#### BRIEF 1
Answer these questions about the article on Rajshahi Krishi Unnayan Bank:
(a) On what date was the bank established?
(b) How many branches of Bangladesh Krishi Bank did it receive?
(c) With which institution did it implement the Northwest Crop Diversification Project?

════

Rajshahi Krishi Unnayan Bank
- Type: state-owned bank
- Industry: Banking
- Founded: Rajshahi, Bangladesh
- Headquarters: Rajshahi, Bangladesh
- Key people: Dr. Mohammad Ali (Chairman); Wahida Begum (Managing Director);
- Products: Banking services Consumer Banking Corporate Banking Investment Banking
- Net income: Increase
- Website: Rajshahi Krishi Unnayan Bank

= Rajshahi Krishi Unnayan Bank =

Bank of Bangladesh

Rajshahi Krishi Unnayan Bank is a state-owned specialized financial institution for extending credit to the farmers of the 16 districts of Rajshahi and Rangpur divisions in Bangladesh. The headquarters of the bank is in Rajshahi.

== History ==
Rajshahi Krishi Unnayan Bank was established on 15 March 1987 through the Presidential Ordinance No 58. The bank's headquarters are located in Rajshahi. The bank was made for farmers of Rangpur and Rajshahi divisions. It received 253 branches of Bangladesh Krishi Bank in Rangpur and Rajshahi Division.

The bank worked with Asian Development Bank to implement Northwest Crop Diversification Project in 2003 to diversify the crops grown in Northern region of Bangladesh.

════

#### BRIEF 2
Filter the entries below down to the lines that contain the word "wall", and copy each of those lines.

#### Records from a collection

════

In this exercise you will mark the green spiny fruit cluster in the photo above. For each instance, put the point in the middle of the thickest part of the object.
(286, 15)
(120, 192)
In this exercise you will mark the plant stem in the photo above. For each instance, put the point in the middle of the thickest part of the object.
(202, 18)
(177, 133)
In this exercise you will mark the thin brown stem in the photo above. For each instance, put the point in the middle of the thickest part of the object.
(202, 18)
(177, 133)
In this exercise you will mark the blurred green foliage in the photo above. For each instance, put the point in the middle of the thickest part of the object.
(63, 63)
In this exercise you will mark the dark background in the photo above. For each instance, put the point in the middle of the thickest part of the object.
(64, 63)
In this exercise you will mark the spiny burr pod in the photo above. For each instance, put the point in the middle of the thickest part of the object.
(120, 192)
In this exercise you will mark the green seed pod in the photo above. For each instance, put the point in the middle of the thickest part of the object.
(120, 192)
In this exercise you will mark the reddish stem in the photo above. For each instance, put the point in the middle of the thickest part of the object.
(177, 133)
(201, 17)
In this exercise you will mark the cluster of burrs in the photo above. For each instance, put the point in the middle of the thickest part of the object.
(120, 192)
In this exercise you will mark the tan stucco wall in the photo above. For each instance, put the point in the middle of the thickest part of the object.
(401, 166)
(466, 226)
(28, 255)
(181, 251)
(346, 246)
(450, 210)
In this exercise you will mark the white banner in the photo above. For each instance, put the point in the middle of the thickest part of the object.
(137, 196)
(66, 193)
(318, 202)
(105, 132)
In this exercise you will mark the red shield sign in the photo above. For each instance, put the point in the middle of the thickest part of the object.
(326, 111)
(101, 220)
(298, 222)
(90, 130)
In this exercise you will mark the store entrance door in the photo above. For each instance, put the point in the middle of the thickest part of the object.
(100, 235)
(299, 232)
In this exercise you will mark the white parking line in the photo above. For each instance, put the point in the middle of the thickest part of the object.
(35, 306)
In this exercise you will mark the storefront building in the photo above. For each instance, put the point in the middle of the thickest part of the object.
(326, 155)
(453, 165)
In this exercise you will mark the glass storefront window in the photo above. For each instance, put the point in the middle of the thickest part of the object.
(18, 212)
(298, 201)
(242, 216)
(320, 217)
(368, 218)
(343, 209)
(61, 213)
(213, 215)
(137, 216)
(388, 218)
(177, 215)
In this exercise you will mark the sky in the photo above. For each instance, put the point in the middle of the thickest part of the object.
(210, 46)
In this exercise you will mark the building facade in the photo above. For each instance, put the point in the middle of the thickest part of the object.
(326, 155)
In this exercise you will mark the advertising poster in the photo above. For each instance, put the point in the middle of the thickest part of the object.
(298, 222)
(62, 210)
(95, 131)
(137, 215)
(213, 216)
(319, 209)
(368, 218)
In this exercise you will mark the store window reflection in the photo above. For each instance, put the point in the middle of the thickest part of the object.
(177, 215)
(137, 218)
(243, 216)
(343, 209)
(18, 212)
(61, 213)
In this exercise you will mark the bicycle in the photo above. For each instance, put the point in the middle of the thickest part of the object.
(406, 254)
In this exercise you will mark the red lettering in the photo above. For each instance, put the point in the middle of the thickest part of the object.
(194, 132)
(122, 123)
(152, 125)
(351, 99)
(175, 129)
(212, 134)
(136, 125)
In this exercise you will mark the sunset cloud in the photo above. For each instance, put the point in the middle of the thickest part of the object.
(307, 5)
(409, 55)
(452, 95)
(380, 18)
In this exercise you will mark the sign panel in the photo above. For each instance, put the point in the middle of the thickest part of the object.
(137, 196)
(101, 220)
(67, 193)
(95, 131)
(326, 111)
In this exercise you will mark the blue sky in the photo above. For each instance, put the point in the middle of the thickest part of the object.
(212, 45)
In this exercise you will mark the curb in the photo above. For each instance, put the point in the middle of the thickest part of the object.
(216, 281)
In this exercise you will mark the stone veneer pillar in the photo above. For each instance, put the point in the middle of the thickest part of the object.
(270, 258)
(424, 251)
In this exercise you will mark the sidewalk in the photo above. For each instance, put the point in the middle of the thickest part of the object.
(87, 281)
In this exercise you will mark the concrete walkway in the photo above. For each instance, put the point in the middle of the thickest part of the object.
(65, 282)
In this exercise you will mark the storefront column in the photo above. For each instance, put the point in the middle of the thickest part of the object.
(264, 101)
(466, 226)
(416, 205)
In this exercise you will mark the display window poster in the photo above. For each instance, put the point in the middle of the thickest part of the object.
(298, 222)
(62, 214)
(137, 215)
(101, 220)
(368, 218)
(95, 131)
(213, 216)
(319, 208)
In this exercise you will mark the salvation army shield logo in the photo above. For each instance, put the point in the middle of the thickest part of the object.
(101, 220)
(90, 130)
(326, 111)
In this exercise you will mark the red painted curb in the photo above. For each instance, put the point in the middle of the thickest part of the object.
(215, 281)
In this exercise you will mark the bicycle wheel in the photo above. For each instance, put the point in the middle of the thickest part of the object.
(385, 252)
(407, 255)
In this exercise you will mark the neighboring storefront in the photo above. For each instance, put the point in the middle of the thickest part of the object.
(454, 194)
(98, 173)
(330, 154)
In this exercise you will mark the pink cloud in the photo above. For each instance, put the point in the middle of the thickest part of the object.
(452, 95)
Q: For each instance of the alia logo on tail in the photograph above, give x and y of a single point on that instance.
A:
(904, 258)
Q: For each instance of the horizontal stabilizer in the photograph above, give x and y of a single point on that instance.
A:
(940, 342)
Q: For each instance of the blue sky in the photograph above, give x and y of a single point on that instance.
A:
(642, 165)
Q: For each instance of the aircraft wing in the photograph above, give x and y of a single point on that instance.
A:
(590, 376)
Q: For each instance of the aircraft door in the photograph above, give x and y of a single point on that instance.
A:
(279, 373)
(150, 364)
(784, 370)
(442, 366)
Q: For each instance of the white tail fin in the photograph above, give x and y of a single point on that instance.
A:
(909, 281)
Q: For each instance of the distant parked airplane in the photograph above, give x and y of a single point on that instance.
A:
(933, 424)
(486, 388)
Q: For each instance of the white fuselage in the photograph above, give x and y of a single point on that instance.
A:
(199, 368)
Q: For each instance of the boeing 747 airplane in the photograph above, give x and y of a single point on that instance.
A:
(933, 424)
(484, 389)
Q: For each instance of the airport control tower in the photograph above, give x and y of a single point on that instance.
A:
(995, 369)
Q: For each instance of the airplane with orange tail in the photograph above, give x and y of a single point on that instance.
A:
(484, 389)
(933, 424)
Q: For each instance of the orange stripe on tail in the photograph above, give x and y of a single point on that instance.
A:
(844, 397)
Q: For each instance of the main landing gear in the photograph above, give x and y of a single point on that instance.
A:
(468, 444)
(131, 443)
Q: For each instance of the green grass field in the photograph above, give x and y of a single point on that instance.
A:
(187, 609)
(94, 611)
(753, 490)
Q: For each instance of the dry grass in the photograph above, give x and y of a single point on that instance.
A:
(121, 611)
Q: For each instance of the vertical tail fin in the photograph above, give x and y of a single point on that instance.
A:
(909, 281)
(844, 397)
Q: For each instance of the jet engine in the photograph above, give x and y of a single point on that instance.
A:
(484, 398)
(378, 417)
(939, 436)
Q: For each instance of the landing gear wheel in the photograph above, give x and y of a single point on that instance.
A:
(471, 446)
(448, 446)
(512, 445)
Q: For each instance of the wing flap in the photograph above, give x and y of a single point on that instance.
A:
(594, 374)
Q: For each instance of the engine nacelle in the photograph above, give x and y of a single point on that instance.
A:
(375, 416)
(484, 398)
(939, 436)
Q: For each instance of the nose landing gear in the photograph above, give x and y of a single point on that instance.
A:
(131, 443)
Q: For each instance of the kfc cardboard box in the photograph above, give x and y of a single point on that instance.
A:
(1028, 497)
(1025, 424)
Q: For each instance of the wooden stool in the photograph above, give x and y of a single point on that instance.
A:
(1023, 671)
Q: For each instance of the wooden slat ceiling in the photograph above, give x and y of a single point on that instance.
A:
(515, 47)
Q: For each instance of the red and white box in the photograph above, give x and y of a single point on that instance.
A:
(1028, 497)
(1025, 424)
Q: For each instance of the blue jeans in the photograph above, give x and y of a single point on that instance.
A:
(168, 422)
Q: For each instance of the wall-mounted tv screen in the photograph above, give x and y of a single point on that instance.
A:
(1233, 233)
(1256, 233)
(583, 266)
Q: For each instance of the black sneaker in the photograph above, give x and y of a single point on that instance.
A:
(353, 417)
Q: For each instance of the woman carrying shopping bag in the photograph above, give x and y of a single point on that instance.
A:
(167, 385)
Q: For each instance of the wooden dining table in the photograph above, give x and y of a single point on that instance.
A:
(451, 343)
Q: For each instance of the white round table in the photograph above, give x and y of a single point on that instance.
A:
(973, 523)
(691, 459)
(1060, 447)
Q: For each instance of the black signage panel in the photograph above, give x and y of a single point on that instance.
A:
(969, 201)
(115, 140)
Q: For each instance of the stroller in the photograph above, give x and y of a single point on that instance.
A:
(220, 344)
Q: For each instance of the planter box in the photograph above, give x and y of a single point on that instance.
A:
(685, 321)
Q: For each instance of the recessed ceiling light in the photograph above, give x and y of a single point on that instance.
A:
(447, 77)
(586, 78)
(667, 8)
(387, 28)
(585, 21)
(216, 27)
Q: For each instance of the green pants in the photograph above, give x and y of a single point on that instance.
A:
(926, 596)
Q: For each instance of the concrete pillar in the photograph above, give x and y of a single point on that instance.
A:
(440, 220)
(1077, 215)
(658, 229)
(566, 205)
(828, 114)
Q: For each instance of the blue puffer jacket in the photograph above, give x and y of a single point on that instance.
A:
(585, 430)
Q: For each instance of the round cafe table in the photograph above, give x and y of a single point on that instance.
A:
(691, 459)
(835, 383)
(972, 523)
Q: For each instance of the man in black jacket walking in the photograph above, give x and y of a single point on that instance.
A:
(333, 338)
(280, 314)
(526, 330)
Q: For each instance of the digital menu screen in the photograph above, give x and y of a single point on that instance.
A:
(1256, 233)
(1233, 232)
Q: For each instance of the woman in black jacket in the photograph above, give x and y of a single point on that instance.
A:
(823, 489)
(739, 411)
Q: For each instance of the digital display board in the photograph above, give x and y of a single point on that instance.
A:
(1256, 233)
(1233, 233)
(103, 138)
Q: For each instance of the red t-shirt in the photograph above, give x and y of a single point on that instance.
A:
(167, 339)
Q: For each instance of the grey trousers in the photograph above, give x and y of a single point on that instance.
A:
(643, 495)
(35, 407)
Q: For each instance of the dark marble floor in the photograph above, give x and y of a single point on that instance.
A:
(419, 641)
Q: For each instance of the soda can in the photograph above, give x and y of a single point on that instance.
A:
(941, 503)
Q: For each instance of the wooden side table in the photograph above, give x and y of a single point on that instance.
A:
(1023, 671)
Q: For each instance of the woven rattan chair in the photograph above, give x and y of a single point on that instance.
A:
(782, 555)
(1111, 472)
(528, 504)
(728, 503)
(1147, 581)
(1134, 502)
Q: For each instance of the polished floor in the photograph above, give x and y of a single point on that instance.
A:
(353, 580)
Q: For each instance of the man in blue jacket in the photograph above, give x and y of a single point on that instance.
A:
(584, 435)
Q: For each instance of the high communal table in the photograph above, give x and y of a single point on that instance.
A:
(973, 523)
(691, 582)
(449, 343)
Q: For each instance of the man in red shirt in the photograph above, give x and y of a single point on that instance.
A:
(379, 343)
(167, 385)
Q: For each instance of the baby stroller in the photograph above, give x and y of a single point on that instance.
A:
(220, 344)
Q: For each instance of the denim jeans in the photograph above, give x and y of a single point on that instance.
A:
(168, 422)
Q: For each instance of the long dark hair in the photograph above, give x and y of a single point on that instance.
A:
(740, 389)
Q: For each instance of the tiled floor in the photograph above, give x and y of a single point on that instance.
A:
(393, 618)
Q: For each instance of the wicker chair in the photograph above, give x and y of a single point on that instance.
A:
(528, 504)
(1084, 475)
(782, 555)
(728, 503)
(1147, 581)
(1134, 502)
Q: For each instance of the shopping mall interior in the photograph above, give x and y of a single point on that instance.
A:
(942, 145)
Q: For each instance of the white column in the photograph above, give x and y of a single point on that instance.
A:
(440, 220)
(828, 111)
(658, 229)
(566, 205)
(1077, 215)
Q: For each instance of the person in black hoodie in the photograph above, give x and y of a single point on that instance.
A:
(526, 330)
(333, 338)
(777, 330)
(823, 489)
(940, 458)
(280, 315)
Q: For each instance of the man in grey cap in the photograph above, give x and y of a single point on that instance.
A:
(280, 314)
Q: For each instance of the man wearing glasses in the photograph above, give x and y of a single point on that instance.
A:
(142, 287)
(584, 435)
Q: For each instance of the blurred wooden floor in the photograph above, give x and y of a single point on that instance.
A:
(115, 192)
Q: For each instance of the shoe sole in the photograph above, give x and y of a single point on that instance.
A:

════

#### EXERCISE RESULT 1
(a) 15 March 1987
(b) 253
(c) Asian Development Bank

#### EXERCISE RESULT 2
In this exercise you will mark the tan stucco wall in the photo above. For each instance, put the point in the middle of the thickest part of the object.
Q: For each instance of the wall-mounted tv screen in the photograph above, give x and y of a single point on that instance.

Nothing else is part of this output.